(WHAT TO WORK ON)
An exact reproduction of all the entries is what the answer must contain.

....................

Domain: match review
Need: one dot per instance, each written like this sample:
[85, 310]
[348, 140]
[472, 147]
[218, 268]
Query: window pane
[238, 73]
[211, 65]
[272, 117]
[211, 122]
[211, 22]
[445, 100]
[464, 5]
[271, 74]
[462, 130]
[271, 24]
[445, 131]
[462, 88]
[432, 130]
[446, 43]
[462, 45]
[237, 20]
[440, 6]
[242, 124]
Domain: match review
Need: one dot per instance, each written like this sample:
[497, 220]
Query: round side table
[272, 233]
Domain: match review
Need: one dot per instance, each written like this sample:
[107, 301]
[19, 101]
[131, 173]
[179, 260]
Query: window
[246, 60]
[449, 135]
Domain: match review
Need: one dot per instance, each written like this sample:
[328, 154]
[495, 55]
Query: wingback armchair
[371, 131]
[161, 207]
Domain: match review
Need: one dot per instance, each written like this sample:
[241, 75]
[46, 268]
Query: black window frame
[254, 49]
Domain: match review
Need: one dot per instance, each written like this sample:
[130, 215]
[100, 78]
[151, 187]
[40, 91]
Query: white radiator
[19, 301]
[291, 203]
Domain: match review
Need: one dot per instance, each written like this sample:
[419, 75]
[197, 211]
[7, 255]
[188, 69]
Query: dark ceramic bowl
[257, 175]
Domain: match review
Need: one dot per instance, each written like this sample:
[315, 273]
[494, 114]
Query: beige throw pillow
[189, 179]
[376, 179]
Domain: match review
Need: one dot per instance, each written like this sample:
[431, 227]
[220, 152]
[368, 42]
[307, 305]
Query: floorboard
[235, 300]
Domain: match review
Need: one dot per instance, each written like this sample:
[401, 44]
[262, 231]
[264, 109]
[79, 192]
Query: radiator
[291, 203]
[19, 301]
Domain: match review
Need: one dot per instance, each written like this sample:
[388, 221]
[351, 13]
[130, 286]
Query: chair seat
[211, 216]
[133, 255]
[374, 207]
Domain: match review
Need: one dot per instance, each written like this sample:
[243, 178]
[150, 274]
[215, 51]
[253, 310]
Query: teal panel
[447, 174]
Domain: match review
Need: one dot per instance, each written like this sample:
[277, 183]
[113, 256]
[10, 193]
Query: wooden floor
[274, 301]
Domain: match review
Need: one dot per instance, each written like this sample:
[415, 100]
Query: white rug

....................

(REPLY TO THE EXERCISE)
Domain: match review
Need: one dot per instance, each written like this sample:
[85, 310]
[348, 140]
[472, 147]
[218, 268]
Query: window pane
[238, 73]
[211, 65]
[272, 117]
[211, 122]
[211, 22]
[445, 100]
[464, 5]
[271, 74]
[462, 130]
[271, 24]
[445, 131]
[462, 88]
[432, 130]
[446, 43]
[462, 45]
[237, 20]
[440, 6]
[242, 124]
Domain: match review
Need: one dot per instance, each written like this sample:
[497, 220]
Query: round side table
[272, 233]
Domain: match review
Need: one dot per instance, each written like this sample:
[107, 301]
[19, 101]
[131, 173]
[179, 260]
Query: window
[246, 60]
[449, 135]
Domain: match review
Need: one dot per instance, each written like this sample:
[328, 154]
[495, 55]
Query: wingback armchair
[371, 131]
[161, 207]
Domain: match review
Need: one dot per instance, each written like this sample:
[241, 75]
[46, 268]
Query: black window frame
[254, 49]
Domain: match review
Need: one dot per instance, each written like this sample:
[130, 215]
[100, 78]
[151, 187]
[40, 91]
Query: white radiator
[19, 301]
[291, 203]
Domain: match review
Need: one dot per instance, each written like this sample:
[419, 75]
[197, 211]
[7, 255]
[188, 69]
Query: dark ceramic bowl
[257, 175]
Domain: match review
Need: one dot per instance, each written like this sample:
[315, 273]
[494, 114]
Query: beige throw pillow
[189, 179]
[376, 179]
Domain: match review
Need: one dot per instance, each written like this sample:
[431, 227]
[220, 152]
[368, 42]
[307, 305]
Query: floorboard
[235, 300]
Domain: match review
Need: one dot per instance, each written like this sample:
[401, 44]
[262, 231]
[264, 109]
[79, 192]
Query: radiator
[291, 203]
[19, 301]
Domain: match review
Need: one dot per instance, each written like this sample:
[388, 221]
[351, 13]
[130, 286]
Query: chair seat
[211, 216]
[133, 255]
[374, 207]
Domain: match review
Need: one dot per instance, each written like this sample:
[243, 178]
[150, 274]
[215, 51]
[253, 310]
Query: teal panel
[447, 174]
Domain: match review
Need: one dot per instance, each written like this sample:
[277, 183]
[113, 256]
[10, 193]
Query: wooden floor
[274, 301]
Domain: match review
Need: one dot per instance, each written like this sample:
[415, 100]
Query: white rug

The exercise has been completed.